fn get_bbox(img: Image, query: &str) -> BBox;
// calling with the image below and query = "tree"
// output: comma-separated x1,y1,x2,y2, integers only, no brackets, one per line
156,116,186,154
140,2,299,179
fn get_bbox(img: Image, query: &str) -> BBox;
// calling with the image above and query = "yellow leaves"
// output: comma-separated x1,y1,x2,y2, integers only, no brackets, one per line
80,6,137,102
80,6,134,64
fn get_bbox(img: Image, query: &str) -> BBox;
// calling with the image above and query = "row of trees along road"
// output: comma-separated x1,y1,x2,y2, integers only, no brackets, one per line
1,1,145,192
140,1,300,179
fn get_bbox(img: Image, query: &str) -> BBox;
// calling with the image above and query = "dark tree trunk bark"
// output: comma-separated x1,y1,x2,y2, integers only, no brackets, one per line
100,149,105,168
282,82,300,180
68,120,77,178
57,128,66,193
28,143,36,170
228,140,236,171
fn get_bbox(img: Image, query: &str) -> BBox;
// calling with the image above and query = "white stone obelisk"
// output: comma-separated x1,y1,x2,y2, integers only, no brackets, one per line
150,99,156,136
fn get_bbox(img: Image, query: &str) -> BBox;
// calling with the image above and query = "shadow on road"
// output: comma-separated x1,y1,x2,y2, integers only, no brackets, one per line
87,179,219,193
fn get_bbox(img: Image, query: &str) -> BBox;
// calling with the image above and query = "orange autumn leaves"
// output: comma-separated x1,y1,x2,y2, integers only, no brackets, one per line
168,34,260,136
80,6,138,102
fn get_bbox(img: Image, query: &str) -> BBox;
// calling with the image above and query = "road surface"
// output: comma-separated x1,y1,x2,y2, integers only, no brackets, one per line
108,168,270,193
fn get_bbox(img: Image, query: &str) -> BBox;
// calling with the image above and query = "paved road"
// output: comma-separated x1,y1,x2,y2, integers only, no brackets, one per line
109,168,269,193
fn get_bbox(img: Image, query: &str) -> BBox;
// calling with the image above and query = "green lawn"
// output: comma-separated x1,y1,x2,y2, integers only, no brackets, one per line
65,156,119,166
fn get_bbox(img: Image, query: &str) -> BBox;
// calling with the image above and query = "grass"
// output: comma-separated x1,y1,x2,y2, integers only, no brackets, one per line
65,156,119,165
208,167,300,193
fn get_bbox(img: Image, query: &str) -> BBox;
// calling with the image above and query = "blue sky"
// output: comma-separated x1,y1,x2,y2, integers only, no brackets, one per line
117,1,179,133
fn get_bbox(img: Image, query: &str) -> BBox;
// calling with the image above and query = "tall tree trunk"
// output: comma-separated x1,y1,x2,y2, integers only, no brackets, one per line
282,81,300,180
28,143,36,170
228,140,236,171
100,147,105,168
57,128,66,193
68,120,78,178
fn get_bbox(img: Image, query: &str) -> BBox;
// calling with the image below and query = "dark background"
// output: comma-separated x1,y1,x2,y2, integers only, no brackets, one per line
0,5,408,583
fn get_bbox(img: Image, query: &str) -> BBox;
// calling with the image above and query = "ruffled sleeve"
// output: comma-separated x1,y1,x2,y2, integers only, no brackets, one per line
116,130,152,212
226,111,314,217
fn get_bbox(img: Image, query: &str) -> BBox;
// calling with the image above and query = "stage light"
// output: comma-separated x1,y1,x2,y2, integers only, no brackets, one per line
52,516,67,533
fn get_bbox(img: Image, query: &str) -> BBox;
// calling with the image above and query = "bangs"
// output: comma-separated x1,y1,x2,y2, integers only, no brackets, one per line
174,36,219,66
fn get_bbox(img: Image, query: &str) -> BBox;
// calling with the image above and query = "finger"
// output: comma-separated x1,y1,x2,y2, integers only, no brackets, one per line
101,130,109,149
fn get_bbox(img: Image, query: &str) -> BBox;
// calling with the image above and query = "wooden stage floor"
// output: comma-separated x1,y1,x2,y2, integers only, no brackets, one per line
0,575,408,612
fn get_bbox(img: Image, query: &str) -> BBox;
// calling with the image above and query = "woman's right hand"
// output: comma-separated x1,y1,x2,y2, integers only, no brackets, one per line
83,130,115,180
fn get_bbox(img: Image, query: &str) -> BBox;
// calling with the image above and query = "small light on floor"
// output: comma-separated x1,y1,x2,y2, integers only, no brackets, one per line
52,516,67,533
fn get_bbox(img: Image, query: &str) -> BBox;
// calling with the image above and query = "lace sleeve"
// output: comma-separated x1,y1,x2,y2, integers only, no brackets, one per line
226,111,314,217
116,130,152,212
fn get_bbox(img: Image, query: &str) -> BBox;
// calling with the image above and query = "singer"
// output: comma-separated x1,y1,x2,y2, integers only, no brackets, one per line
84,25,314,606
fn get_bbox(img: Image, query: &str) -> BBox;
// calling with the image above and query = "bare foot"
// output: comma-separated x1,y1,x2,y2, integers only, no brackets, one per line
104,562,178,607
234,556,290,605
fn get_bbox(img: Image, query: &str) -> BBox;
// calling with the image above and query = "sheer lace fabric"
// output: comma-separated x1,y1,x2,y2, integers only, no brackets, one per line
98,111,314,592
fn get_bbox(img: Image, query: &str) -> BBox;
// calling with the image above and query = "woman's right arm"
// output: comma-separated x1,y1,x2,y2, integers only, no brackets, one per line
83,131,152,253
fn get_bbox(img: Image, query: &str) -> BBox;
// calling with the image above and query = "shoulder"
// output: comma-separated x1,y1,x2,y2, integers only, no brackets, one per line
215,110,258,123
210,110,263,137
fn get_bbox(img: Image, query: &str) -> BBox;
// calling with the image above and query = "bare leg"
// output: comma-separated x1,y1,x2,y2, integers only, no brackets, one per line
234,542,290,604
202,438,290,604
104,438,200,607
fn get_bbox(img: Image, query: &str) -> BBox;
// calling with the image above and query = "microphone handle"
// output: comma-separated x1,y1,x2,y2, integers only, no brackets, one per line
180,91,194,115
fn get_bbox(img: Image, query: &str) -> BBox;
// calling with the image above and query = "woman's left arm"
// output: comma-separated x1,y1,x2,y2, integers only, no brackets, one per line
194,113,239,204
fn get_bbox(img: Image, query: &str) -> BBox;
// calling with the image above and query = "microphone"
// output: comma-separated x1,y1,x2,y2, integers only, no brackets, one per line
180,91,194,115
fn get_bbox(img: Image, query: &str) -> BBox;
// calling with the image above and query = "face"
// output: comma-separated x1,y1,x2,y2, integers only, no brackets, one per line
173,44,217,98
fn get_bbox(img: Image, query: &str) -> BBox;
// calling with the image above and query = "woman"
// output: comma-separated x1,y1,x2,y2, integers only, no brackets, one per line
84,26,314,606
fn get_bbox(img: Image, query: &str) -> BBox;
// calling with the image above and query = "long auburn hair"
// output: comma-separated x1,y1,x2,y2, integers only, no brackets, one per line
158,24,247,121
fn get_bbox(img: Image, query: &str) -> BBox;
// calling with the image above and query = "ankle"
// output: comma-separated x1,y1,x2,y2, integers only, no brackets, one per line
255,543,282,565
⁂
Extract all of the data above without altering anything.

fn get_bbox(img: Image, query: &str) -> BBox;
// calling with the image below and query = "tree"
// output: comma-separated x1,y1,x2,y2, integers only, no brackets, one per line
156,116,186,154
140,2,299,179
fn get_bbox(img: Image, query: &str) -> BBox;
// calling with the image above and query = "yellow leaves"
// output: comma-separated x1,y1,x2,y2, integers only, no brackets, one per line
80,6,137,102
80,6,134,64
fn get_bbox(img: Image, query: &str) -> BBox;
// calling with the image above and query = "row of trees along road"
// output: comma-separated x1,y1,x2,y2, integers only, no brackets, one per line
1,1,145,192
140,1,300,179
fn get_bbox(img: Image, query: &str) -> BBox;
// calling with the image above and query = "dark tree trunk bark"
// output: comma-separated x1,y1,x2,y2, integers only, no brackets, one per line
100,149,105,168
282,82,300,180
68,120,77,178
57,128,66,193
28,143,36,170
228,140,236,171
fn get_bbox(img: Image, query: &str) -> BBox;
// calling with the image above and query = "white stone obelisk"
// output: comma-separated x1,y1,x2,y2, integers only, no brackets, one per line
150,99,156,136
fn get_bbox(img: Image, query: &str) -> BBox;
// calling with the image above and query = "shadow on road"
// output: comma-separated x1,y1,x2,y2, integers only, no brackets, one per line
87,179,219,193
fn get_bbox(img: Image, query: &str) -> BBox;
// calling with the image above and query = "orange autumn leaves"
// output: comma-separated x1,y1,x2,y2, integers only, no brackets, one per line
168,34,260,136
80,6,138,102
fn get_bbox(img: Image, query: &str) -> BBox;
// calling with the image above and query = "road surface"
// output: comma-separated x1,y1,x2,y2, integers only, no brackets, one per line
108,168,270,193
fn get_bbox(img: Image, query: &str) -> BBox;
// calling with the image above and query = "paved road"
// output: comma-separated x1,y1,x2,y2, integers only, no brackets, one per line
109,168,269,193
fn get_bbox(img: Image, query: &str) -> BBox;
// calling with the image above and query = "green lawn"
// output: comma-separated x1,y1,x2,y2, integers only, no brackets, one per line
65,156,119,166
fn get_bbox(img: Image, query: &str) -> BBox;
// calling with the image above and query = "grass"
// output: comma-separated x1,y1,x2,y2, integers only, no brackets, one per line
65,156,119,165
208,167,300,193
fn get_bbox(img: Image, query: &str) -> BBox;
// calling with the image above and query = "blue sky"
// output: comma-separated x1,y1,x2,y2, integers only, no brackets, one per line
117,1,179,133
fn get_bbox(img: Image, query: &str) -> BBox;
// calling with the image above and query = "tall tree trunk"
// output: comma-separated x1,y1,x2,y2, integers only, no brackets, one per line
282,81,300,180
28,143,36,170
228,140,236,171
100,147,105,168
57,128,66,193
68,120,78,178
fn get_bbox(img: Image, query: &str) -> BBox;
// calling with the image below and query = "dark background"
// output: comma-separated x1,y1,x2,y2, integers only, no brackets, one per line
0,5,408,583
fn get_bbox(img: Image, query: &str) -> BBox;
// calling with the image above and query = "ruffled sleeve"
// output: comma-separated x1,y1,x2,y2, integers only, no brackets, one per line
116,130,152,212
226,111,314,217
fn get_bbox(img: Image, query: &str) -> BBox;
// calling with the image above and query = "stage light"
// output: comma-separated x1,y1,x2,y2, integers only, no brackets, one per line
52,516,67,533
fn get_bbox(img: Image, query: &str) -> BBox;
// calling with the image above and query = "bangs"
// output: comma-separated x1,y1,x2,y2, integers only, no brackets, one per line
174,36,219,66
fn get_bbox(img: Image, query: &str) -> BBox;
// calling with the image above and query = "finger"
// output: comma-separated x1,y1,x2,y2, integers only, no brackets, one per line
101,130,109,149
fn get_bbox(img: Image, query: &str) -> BBox;
// calling with the image above and query = "wooden stage floor"
// output: comma-separated x1,y1,x2,y2, integers only, no brackets, one per line
0,575,408,612
fn get_bbox(img: Image, query: &str) -> BBox;
// calling with the image above and query = "woman's right hand"
// output: comma-separated x1,y1,x2,y2, integers only, no brackets, one per line
83,130,115,180
fn get_bbox(img: Image, query: &str) -> BBox;
// calling with the image above and query = "small light on floor"
// output: comma-separated x1,y1,x2,y2, integers only, no brackets, one per line
52,516,67,533
fn get_bbox(img: Image, query: &str) -> BBox;
// calling with the image above and query = "lace sleeve"
// output: comma-separated x1,y1,x2,y2, integers only, no brackets, one per line
226,111,314,217
116,130,152,212
fn get_bbox(img: Image, query: &str) -> BBox;
// calling with the image above and query = "singer"
// output: comma-separated x1,y1,x2,y2, integers only, no brackets, one per line
84,25,314,606
fn get_bbox(img: Image, query: &str) -> BBox;
// calling with the image above and query = "bare foot"
// output: comma-separated x1,y1,x2,y2, integers only, no brackets, one per line
104,562,178,607
234,556,290,605
fn get_bbox(img: Image, query: &str) -> BBox;
// calling with the image above and query = "sheer lace fabric"
// output: comma-separated x1,y1,x2,y2, integers only, no brackets, one per line
98,111,314,592
fn get_bbox(img: Image, query: &str) -> BBox;
// calling with the image above and query = "woman's right arm"
// output: comma-separated x1,y1,x2,y2, integers only, no brackets, one per line
83,131,152,253
fn get_bbox(img: Image, query: &str) -> BBox;
// calling with the image above and query = "shoulder"
// output: comma-separated x1,y1,x2,y2, integers only, no brackets, one per line
215,110,258,123
210,110,263,137
fn get_bbox(img: Image, query: &str) -> BBox;
// calling with the image above and query = "bare leg"
// output: comma-separated x1,y1,x2,y2, integers only, no brackets, one per line
234,542,290,604
202,438,290,604
104,438,200,607
fn get_bbox(img: Image, query: &str) -> BBox;
// calling with the image above and query = "microphone handle"
// output: comma-separated x1,y1,x2,y2, integers only, no brackets, one per line
180,91,194,115
fn get_bbox(img: Image, query: &str) -> BBox;
// calling with the image above and query = "woman's left arm"
// output: comma-separated x1,y1,x2,y2, integers only, no brackets, one per line
194,113,239,204
fn get_bbox(img: Image, query: &str) -> BBox;
// calling with the image above and query = "microphone"
// output: comma-separated x1,y1,x2,y2, integers only, no brackets, one per line
180,91,194,115
fn get_bbox(img: Image, query: &str) -> BBox;
// calling with the image above and query = "face"
// output: comma-separated x1,y1,x2,y2, integers only, no brackets, one per line
173,44,217,98
fn get_bbox(img: Image, query: &str) -> BBox;
// calling with the image above and query = "woman"
// output: comma-separated x1,y1,x2,y2, integers only, no brackets, one per line
84,26,314,606
fn get_bbox(img: Image, query: &str) -> BBox;
// calling with the image above and query = "long auburn hair"
// output: comma-separated x1,y1,x2,y2, integers only, no brackets, one per line
158,24,247,121
fn get_bbox(img: Image, query: &str) -> BBox;
// calling with the image above and query = "ankle"
// output: comma-separated x1,y1,x2,y2, integers only, no brackets, one per line
255,543,282,565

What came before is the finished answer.